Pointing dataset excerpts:

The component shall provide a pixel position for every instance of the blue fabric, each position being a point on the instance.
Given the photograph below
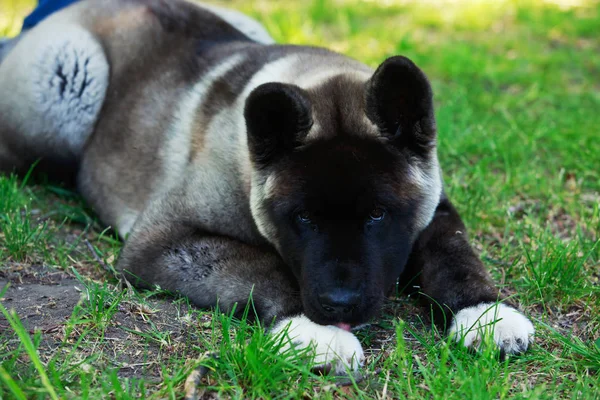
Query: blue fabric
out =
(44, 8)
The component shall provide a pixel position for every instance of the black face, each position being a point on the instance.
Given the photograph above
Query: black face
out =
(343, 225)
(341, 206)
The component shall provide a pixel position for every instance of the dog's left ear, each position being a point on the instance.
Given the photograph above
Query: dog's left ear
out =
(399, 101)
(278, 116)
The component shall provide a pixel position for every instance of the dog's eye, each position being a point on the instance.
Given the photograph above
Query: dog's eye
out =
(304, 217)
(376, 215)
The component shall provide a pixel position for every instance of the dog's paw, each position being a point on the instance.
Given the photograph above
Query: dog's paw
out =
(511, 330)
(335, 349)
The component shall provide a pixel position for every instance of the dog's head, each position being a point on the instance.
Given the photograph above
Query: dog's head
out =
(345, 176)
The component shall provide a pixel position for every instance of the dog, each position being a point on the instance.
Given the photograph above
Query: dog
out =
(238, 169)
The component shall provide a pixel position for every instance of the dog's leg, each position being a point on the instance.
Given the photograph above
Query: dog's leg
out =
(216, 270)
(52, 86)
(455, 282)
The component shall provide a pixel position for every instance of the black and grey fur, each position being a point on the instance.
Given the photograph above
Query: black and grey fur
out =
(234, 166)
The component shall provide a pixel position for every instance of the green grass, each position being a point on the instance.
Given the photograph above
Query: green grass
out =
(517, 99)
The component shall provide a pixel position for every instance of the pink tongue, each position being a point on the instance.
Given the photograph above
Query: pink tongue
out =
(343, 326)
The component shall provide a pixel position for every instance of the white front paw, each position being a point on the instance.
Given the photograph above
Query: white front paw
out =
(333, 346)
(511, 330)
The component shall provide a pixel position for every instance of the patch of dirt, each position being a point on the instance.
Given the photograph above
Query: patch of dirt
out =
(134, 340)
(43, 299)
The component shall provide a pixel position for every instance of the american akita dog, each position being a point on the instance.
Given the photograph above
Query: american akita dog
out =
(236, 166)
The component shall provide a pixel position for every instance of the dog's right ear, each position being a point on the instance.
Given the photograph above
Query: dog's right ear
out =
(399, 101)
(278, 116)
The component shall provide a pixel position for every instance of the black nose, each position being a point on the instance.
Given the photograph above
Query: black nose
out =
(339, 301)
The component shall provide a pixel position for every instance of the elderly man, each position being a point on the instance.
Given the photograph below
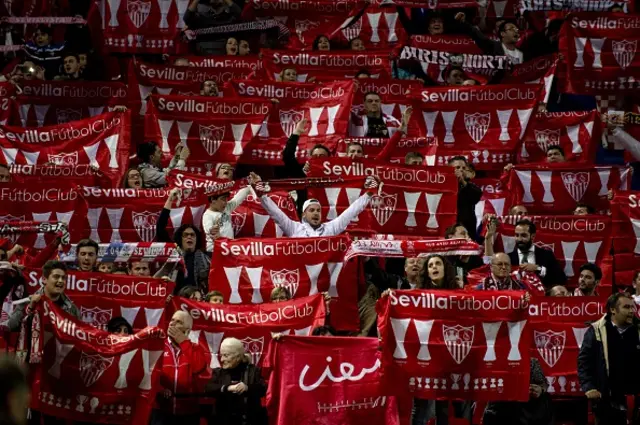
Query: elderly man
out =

Challenge
Write out, word for word, the line containing "of the white" and each line after it to the end of the data, and nothing more. Drop the pictures.

Complete answer
The component shall provide a pixel position for every instance of the white front paw, each position being a point on the instance.
Given the photograph above
Query: white front paw
out =
(333, 346)
(511, 330)
The component shall provide a pixel position for every instance of the patch of dirt, each position being a point on the instance.
Given the photograph above
Query: patch of dirt
out =
(134, 340)
(43, 299)
The component shall provide a pixel position for every instance of the american akita dog, each position being a point on the instance.
Given the photograph above
Query: american akita dog
out =
(236, 166)
The component shall provide a pixel position for every instance of the dog's right ear, each position being a point on the instance.
Given the photograph above
Query: dog's right ear
out =
(399, 101)
(278, 116)
The component shall provide a pixel position for every instance of the black nose, each position being a point on the instance.
Given the photograph above
Query: black nose
out =
(339, 301)
The component shall provide a pixel position for every instance of the elderly man, each position being a point on the instance.
Given the photograph below
Query: elderly man
out =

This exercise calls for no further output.